• ENTRIES:

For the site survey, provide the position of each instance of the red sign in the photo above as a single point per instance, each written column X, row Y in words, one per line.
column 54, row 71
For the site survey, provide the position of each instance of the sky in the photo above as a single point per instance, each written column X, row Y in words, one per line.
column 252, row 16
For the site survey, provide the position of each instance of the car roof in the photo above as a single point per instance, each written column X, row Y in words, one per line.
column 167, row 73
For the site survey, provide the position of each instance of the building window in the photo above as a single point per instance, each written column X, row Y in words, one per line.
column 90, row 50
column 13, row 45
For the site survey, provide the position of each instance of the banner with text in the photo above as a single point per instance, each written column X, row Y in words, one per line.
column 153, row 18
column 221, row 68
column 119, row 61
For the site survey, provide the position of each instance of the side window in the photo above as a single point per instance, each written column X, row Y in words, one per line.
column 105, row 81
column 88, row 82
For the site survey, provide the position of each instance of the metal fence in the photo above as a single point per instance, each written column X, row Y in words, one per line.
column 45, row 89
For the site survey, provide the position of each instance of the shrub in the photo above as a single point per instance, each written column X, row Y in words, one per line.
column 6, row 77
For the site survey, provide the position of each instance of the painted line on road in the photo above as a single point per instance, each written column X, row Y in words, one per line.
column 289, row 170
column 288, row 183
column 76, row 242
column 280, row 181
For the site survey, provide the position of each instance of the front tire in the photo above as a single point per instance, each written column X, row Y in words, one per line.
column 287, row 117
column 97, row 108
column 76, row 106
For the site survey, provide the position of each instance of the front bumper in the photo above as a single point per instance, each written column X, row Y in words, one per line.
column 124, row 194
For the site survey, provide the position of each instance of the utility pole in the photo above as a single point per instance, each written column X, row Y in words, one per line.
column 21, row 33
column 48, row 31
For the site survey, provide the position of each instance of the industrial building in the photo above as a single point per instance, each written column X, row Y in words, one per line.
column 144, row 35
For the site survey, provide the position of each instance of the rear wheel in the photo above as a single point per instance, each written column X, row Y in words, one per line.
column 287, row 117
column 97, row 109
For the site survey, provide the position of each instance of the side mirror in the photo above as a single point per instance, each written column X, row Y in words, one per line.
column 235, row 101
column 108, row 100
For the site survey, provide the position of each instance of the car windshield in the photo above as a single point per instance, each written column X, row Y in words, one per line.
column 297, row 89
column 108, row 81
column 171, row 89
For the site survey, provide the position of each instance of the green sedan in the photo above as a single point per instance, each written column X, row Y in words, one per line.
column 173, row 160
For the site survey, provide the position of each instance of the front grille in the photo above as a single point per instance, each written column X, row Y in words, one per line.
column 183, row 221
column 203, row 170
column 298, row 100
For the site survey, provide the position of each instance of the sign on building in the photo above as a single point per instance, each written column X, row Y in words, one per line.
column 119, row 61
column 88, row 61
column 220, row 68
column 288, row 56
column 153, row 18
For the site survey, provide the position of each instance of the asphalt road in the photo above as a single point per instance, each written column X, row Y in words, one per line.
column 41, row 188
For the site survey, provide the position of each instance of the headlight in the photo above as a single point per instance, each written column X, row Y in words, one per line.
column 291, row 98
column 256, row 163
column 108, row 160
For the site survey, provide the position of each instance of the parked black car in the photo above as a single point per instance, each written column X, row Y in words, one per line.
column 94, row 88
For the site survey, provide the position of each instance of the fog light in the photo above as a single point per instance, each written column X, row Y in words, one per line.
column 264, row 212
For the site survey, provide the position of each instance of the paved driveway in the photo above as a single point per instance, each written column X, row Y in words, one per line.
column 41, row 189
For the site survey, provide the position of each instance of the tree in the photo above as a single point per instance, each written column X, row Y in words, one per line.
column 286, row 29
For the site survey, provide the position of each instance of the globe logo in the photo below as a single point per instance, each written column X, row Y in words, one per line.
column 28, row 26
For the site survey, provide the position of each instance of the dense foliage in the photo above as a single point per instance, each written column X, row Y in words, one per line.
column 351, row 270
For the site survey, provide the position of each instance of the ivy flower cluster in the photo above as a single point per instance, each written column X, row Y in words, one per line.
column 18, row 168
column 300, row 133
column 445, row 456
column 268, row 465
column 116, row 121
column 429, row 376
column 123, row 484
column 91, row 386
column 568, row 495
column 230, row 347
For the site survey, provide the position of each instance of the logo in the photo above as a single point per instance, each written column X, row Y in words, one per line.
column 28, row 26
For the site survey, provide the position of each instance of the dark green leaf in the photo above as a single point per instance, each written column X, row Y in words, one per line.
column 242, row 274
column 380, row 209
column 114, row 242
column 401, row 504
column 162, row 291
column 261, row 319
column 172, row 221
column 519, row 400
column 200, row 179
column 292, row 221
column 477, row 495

• SET EXERCISE:
Set out the stretch of the material from the line containing "of the tree" through the final line of the material as a numbered list, omitting any blank lines.

• THE REPLY:
1. For the site survey, provide the position of each instance of the tree in the photo above as a single point per instance, each written column X, row Y in words, one per line.
2. column 286, row 29
3. For the site survey, provide the position of each instance of the globe logo in the photo below as a single point per instance, each written column X, row Y in words, one per line.
4. column 28, row 26
5. For the site survey, provide the position of each instance of the dense foliage in the photo above as a single point per instance, each written column X, row Y in words, one per line.
6. column 351, row 270
7. For the site survey, provide the position of each instance of the ivy flower cluster in the photo above as a single point per instance, each written column X, row Y in words, one per line.
8. column 18, row 168
9. column 300, row 133
10. column 445, row 456
11. column 268, row 465
12. column 116, row 121
13. column 429, row 376
14. column 123, row 484
15. column 91, row 386
16. column 568, row 495
17. column 230, row 347
18. For the site survey, provide the position of each instance of the logo in the photo above as a single point per instance, each written column X, row Y in words, one per line.
19. column 28, row 26
20. For the site survey, provide the position of each instance of the dark green leaf in the photo above as a single point per instance, each written column X, row Y in words, one per line.
21. column 242, row 274
22. column 380, row 209
23. column 114, row 242
24. column 401, row 504
25. column 162, row 291
26. column 261, row 319
27. column 172, row 221
28. column 519, row 400
29. column 200, row 179
30. column 292, row 221
31. column 477, row 495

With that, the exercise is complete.